| Records shown |

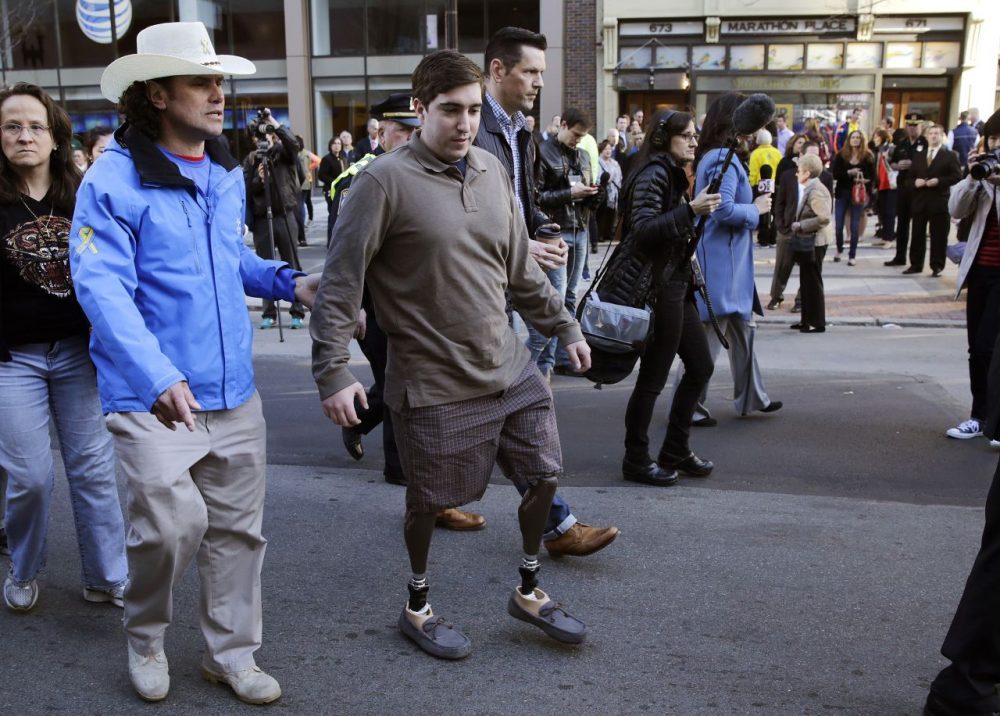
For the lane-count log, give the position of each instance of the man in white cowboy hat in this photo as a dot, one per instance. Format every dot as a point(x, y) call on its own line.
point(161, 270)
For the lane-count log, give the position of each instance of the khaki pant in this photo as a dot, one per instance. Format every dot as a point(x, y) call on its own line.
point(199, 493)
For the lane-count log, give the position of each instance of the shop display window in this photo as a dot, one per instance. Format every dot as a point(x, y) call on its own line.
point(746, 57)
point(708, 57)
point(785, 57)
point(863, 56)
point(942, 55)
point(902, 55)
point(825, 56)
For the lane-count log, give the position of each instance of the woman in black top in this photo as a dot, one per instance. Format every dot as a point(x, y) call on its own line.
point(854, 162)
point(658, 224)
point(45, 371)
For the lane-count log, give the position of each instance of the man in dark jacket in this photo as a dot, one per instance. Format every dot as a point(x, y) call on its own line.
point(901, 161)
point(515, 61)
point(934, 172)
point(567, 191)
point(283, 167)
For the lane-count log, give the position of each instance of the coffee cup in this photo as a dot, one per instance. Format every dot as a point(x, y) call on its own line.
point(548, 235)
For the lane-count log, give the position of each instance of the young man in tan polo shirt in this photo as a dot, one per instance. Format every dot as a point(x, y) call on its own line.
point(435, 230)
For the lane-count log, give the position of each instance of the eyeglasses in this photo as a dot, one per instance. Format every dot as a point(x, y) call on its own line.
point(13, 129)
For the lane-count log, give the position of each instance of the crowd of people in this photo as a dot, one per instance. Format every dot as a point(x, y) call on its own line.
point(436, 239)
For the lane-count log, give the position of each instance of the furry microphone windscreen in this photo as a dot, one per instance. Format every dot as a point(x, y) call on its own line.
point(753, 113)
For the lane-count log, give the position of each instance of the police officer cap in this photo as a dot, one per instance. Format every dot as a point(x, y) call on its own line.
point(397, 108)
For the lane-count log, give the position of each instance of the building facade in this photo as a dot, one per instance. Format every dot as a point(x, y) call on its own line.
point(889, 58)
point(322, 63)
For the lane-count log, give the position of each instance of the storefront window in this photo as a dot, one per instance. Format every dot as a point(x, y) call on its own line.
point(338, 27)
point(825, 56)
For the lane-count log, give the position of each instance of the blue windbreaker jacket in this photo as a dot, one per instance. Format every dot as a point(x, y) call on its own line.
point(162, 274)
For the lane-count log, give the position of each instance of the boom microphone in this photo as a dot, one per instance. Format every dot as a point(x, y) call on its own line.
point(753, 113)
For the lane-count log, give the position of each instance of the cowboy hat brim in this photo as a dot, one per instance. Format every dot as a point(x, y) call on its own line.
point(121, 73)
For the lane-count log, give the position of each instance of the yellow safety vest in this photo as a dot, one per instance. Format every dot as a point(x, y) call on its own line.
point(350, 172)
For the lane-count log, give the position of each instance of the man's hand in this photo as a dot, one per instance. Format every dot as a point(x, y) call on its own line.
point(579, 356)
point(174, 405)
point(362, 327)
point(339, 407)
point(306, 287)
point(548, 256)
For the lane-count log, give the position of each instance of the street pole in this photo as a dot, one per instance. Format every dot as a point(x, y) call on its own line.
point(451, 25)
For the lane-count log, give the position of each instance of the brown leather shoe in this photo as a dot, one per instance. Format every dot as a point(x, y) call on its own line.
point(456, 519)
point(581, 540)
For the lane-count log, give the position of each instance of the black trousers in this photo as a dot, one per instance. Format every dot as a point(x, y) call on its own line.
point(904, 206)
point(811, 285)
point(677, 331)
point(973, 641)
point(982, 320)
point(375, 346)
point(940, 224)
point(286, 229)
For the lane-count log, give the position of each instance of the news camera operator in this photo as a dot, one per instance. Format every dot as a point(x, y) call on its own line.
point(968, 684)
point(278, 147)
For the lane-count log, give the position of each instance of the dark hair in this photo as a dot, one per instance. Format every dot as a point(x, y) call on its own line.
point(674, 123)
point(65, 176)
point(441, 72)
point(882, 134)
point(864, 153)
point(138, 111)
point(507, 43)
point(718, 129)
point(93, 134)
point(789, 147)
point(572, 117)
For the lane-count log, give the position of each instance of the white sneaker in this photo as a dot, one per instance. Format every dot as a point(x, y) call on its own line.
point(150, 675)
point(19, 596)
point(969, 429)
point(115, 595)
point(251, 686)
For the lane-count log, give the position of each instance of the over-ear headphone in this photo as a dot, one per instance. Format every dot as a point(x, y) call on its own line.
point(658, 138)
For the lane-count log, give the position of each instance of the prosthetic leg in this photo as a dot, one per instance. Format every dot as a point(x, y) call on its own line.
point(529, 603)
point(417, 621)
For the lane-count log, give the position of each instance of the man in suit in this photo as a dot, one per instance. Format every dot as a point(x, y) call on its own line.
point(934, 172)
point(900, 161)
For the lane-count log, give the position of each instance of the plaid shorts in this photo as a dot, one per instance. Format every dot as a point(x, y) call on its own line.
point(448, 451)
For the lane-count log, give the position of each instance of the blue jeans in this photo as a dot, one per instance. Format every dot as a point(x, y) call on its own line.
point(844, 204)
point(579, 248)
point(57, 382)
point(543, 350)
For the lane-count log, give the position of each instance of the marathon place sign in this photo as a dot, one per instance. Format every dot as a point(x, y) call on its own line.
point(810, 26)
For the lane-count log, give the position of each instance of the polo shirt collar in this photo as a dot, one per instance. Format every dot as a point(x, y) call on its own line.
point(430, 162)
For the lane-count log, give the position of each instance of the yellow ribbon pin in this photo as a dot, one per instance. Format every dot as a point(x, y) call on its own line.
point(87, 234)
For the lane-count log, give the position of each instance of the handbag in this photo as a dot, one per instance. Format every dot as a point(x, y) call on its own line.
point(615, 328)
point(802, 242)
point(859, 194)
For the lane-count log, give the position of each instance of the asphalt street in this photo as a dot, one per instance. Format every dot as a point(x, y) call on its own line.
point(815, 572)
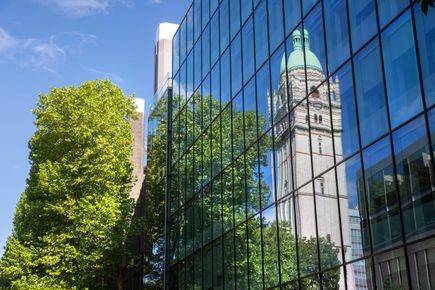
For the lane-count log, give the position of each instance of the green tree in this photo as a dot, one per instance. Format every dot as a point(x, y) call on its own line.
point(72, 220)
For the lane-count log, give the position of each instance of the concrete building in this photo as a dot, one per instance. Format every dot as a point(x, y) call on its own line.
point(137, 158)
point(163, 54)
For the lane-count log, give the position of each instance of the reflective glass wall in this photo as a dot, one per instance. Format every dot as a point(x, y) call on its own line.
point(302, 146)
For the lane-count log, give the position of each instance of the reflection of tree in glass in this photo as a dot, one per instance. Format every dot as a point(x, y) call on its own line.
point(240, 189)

| Aim of the task |
Turn the records above into a Markdown table with the columns Row and Record text. Give each non-blank line its own numbered row, and leave out the pictures.

| Answer below |
| Row | Record text |
|---|---|
| 1 | For the lane-count log, give the position of each instance of the man in white cowboy hat in this photo as a dot, one per instance. Format every dot as a point(x, y) call on its own line. |
| 2 | point(161, 270) |
| 3 | For the lane-count log, give the position of each instance of the khaki pant in this photo as a dot, one per instance. Format every dot as a point(x, y) call on its own line. |
| 4 | point(199, 493) |
| 5 | For the lane-count log, give the position of each instance of the shop display window in this photo as a dot, one per instance. Format every dot as a point(x, y) call on its own line. |
| 6 | point(746, 57) |
| 7 | point(708, 57) |
| 8 | point(785, 57) |
| 9 | point(863, 56) |
| 10 | point(942, 55) |
| 11 | point(902, 55) |
| 12 | point(825, 56) |
| 13 | For the lane-count log, give the position of each instance of the woman in black top in this photo as a dot, one per instance. Format every dot as a point(x, y) call on its own line. |
| 14 | point(854, 162) |
| 15 | point(658, 224) |
| 16 | point(45, 371) |
| 17 | For the lane-count log, give the position of each instance of the man in dark jacket in this photo as a dot, one per instance. Format every dot as a point(x, y) call on its own line. |
| 18 | point(901, 161) |
| 19 | point(515, 61) |
| 20 | point(934, 172) |
| 21 | point(567, 191) |
| 22 | point(283, 167) |
| 23 | For the lane-count log, give the position of each instance of the coffee cup in this photo as a dot, one per instance. Format every dot as a point(x, y) call on its own line. |
| 24 | point(548, 235) |
| 25 | For the lane-count log, give the position of each instance of the young man in tan polo shirt in this photo as a dot, one per instance. Format every dot as a point(x, y) call on its own line. |
| 26 | point(435, 230) |
| 27 | For the lane-count log, give the position of each instance of the eyeglasses in this photo as a dot, one per instance. Format every dot as a point(x, y) call on its own line. |
| 28 | point(13, 129) |
| 29 | For the lane-count log, give the position of each instance of the crowd of people in this photo as a dot, one per instance. Format every dot as a point(x, y) call on its own line. |
| 30 | point(436, 239) |
| 31 | For the lane-count log, give the position of each instance of the furry microphone windscreen in this photo as a dot, one per instance. Format every dot as a point(x, y) call on its own line. |
| 32 | point(753, 113) |
| 33 | For the lane-count log, give the position of each instance of the police officer cap in this photo as a dot, one per instance. Format every dot as a point(x, y) call on its own line. |
| 34 | point(397, 108) |
| 35 | For the lane-count log, give the position of each instance of the building facade in this photo as a dot, one per instance. Format every dot as a point(x, y) call on its own line. |
| 36 | point(889, 58) |
| 37 | point(322, 63) |
| 38 | For the lane-count log, give the position of each instance of the storefront window in this photo as a dot, one per instance. Format every dot as a point(x, y) call on its own line. |
| 39 | point(338, 27) |
| 40 | point(825, 56) |
| 41 | For the lane-count log, give the position of each instance of the blue windbreaker jacket in this photo as a dot, one per instance. Format every dot as a point(x, y) call on its own line. |
| 42 | point(162, 274) |
| 43 | For the lane-count log, give the position of each instance of the boom microphone in this photo as a dot, one per instance. Format every dot as a point(x, y) call on its own line. |
| 44 | point(753, 113) |
| 45 | For the lane-count log, give the position of each instance of the cowboy hat brim in this photo as a dot, one per instance. Format every dot as a point(x, y) call on its own line. |
| 46 | point(121, 73) |
| 47 | For the lane-count log, give the position of each instance of the yellow safety vest in this photo as a dot, one per instance. Format every dot as a point(x, y) call on its own line. |
| 48 | point(350, 172) |
| 49 | For the lane-count log, give the position of each instance of the man's hand in this photo as a dot, one per instance. Format every dot as a point(x, y) call on its own line. |
| 50 | point(579, 356) |
| 51 | point(174, 405) |
| 52 | point(362, 327) |
| 53 | point(339, 407) |
| 54 | point(306, 287) |
| 55 | point(548, 256) |
| 56 | For the lane-count log, give the position of each instance of the street pole in this photo as a dot, one per instance. Format every dot as a point(x, y) call on its own line. |
| 57 | point(451, 25) |
| 58 | For the lane-count log, give the position of each instance of the brown leather shoe in this photo as a dot, one per instance. Format every dot as a point(x, y) call on its own line. |
| 59 | point(456, 519) |
| 60 | point(581, 540) |
| 61 | For the lane-count log, give the position of each instance of the black trousers in this photo as a dot, one per instance. Format every dot as a point(x, y) call on its own line. |
| 62 | point(904, 206) |
| 63 | point(811, 285) |
| 64 | point(677, 331) |
| 65 | point(973, 641) |
| 66 | point(982, 320) |
| 67 | point(375, 346) |
| 68 | point(940, 224) |
| 69 | point(286, 229) |
| 70 | For the lane-count log, give the position of each instance of the news camera operator in this photo as a dot, one per instance. Format every dot as a point(x, y) call on its own line. |
| 71 | point(968, 684) |
| 72 | point(278, 147) |
| 73 | For the lane-count log, give the position of each instance of the dark hair in this photo as a dot, one per instance. Format every dot as a point(x, y) call on its own line. |
| 74 | point(674, 123) |
| 75 | point(65, 176) |
| 76 | point(441, 72) |
| 77 | point(882, 134) |
| 78 | point(864, 153) |
| 79 | point(138, 111) |
| 80 | point(507, 43) |
| 81 | point(718, 129) |
| 82 | point(93, 134) |
| 83 | point(789, 147) |
| 84 | point(572, 117) |
| 85 | For the lane-count log, give the position of each instance of the white sneaker in this photo as a dot, one per instance. Format every dot as a point(x, y) call on its own line. |
| 86 | point(150, 675) |
| 87 | point(19, 596) |
| 88 | point(969, 429) |
| 89 | point(115, 595) |
| 90 | point(251, 686) |
| 91 | For the lane-count log, give the position of each instance of the over-ear headphone in this photo as a dot, one per instance. Format every dot as a point(x, y) call on its own line. |
| 92 | point(658, 138) |
| 93 | For the lane-count log, give the position of each instance of the prosthetic leg in this photo as a dot, one per instance. Format every dot as a point(x, y) call on its own line. |
| 94 | point(529, 603) |
| 95 | point(417, 621) |
| 96 | For the lane-count log, give the position of each instance of the man in suit in this photo as a dot, one per instance. Format every dot as a point(x, y) call on its own line. |
| 97 | point(934, 172) |
| 98 | point(900, 161) |
| 99 | For the lane-count log, give the position of each instance of the plaid shorts in this photo as a dot, one per instance. Format every dot as a point(x, y) call on its own line. |
| 100 | point(448, 451) |
| 101 | For the lane-count log, give the position of each instance of the blue jeans in this photo as a dot, one per instance. Format every dot as a point(x, y) call on its own line. |
| 102 | point(844, 204) |
| 103 | point(579, 248) |
| 104 | point(57, 382) |
| 105 | point(543, 350) |
| 106 | For the lane-count log, give the position of each instance of the marathon place sign in this photo as a dot, one per instance. Format every dot as a point(x, y) call on its own line. |
| 107 | point(810, 26) |
| 108 | For the lane-count log, give the position of each instance of the polo shirt collar in this photo as a dot, one per instance. Format every dot as a point(x, y) call on its own line. |
| 109 | point(430, 162) |
| 110 | For the lane-count log, give the position of each instance of the yellow ribbon pin in this photo as a dot, one per instance. Format every dot as a point(x, y) call on its own line. |
| 111 | point(87, 234) |
| 112 | For the lane-count log, give the position of each instance of the handbag in this photo as a dot, one per instance. Format every dot as a point(x, y) call on its own line. |
| 113 | point(615, 328) |
| 114 | point(802, 242) |
| 115 | point(859, 194) |
| 116 | For the lane-count log, give the position of each instance of the asphalt street in this photo as a dot, one per instance. Format every dot as a point(x, y) call on its own line. |
| 117 | point(815, 572) |
| 118 | For the lane-count log, give the position of each instance of the green tree in this photo as a dot, one per instance. Format every dot as a point(x, y) call on its own line. |
| 119 | point(72, 220) |
| 120 | For the lane-count log, give the position of each instance of the concrete building in this photo as a dot, one per instance. Format every dot as a point(x, y) call on its own line. |
| 121 | point(137, 158) |
| 122 | point(163, 54) |
| 123 | For the lane-count log, give the position of each instance of the reflective glass wall in this photo as a dot, one per instance. Format every dot as a point(x, y) call on its own line. |
| 124 | point(302, 146) |
| 125 | For the lane-count log, give the position of each instance of the reflection of tree in glass in this photo as a dot, one per instance. Format every dot as a point(x, y) call on its own line. |
| 126 | point(240, 189) |